[AIM OF THE TASK]
Without pictures, repeat exactly the lines from the one containing "the white prefab" through the end of the entries.

— Begin —

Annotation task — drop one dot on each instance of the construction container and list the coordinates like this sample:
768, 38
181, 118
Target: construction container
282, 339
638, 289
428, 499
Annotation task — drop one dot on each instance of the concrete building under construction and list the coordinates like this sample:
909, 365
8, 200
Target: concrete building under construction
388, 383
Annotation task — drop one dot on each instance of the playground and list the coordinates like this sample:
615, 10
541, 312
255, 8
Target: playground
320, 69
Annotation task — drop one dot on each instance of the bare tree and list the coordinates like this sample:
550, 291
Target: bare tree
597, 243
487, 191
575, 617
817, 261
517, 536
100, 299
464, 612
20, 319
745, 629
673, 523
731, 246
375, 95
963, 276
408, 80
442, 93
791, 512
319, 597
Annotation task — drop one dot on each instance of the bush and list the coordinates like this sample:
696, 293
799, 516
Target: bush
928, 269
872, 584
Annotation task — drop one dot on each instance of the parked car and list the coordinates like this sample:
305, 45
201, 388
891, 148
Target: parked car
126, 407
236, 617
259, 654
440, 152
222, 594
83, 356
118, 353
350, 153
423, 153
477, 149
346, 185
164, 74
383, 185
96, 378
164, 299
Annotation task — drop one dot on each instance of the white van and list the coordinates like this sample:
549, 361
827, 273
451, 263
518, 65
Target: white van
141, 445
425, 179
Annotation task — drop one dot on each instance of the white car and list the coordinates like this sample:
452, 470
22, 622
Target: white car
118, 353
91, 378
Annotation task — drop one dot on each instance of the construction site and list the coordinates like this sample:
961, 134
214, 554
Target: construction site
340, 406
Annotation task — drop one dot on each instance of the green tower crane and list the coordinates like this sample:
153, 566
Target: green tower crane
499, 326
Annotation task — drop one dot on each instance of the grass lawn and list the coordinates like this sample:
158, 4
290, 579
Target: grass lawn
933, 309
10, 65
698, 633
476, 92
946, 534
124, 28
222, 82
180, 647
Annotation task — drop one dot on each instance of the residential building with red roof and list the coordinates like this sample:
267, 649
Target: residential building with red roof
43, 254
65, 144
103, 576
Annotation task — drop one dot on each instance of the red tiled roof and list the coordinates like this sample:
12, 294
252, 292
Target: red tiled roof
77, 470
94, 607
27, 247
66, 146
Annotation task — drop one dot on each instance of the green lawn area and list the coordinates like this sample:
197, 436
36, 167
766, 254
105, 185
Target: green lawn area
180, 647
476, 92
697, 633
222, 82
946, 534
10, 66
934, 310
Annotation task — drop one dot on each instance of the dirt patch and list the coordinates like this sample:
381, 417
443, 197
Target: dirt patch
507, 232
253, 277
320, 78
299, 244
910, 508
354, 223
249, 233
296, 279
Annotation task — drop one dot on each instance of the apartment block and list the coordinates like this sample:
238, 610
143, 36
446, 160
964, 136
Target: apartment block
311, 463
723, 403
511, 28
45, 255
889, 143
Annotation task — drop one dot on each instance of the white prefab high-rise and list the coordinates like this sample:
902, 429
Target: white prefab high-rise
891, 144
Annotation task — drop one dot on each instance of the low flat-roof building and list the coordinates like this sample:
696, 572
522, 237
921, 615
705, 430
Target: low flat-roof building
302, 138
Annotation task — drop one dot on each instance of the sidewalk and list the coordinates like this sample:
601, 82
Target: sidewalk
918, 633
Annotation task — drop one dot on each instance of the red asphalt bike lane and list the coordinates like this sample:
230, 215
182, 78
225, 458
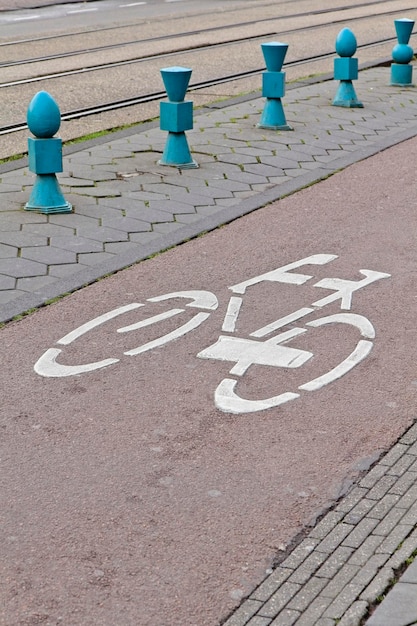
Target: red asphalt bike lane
136, 493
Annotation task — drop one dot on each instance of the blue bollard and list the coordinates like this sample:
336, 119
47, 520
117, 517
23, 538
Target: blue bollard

— End —

[PROBLEM SOLUTION]
Annotation task — drop one dot on each instance of the white prefab high-rise and list the coordinates like this sample:
902, 429
Target: white prefab high-rise
891, 144
Annotation task — drop one dot on each instance of the low flat-roof building and list the coordinates like this sample:
696, 572
522, 237
921, 615
705, 430
Target: low flat-roof building
302, 138
Annotation task — drop one dot on each instance of the sidewalk and list the coordinates like this sample:
601, 82
Target: sidewalk
918, 633
Annotation task — drop one dot on each instance of the red asphalt bike lane and list the coordinates like this sample:
230, 215
182, 78
225, 458
Target: red asphalt bike lane
136, 493
Annotation task — drop one dot on each instance of the blue bollard and list the coordinates like this sample:
336, 119
47, 520
117, 517
23, 538
Target: blue bollard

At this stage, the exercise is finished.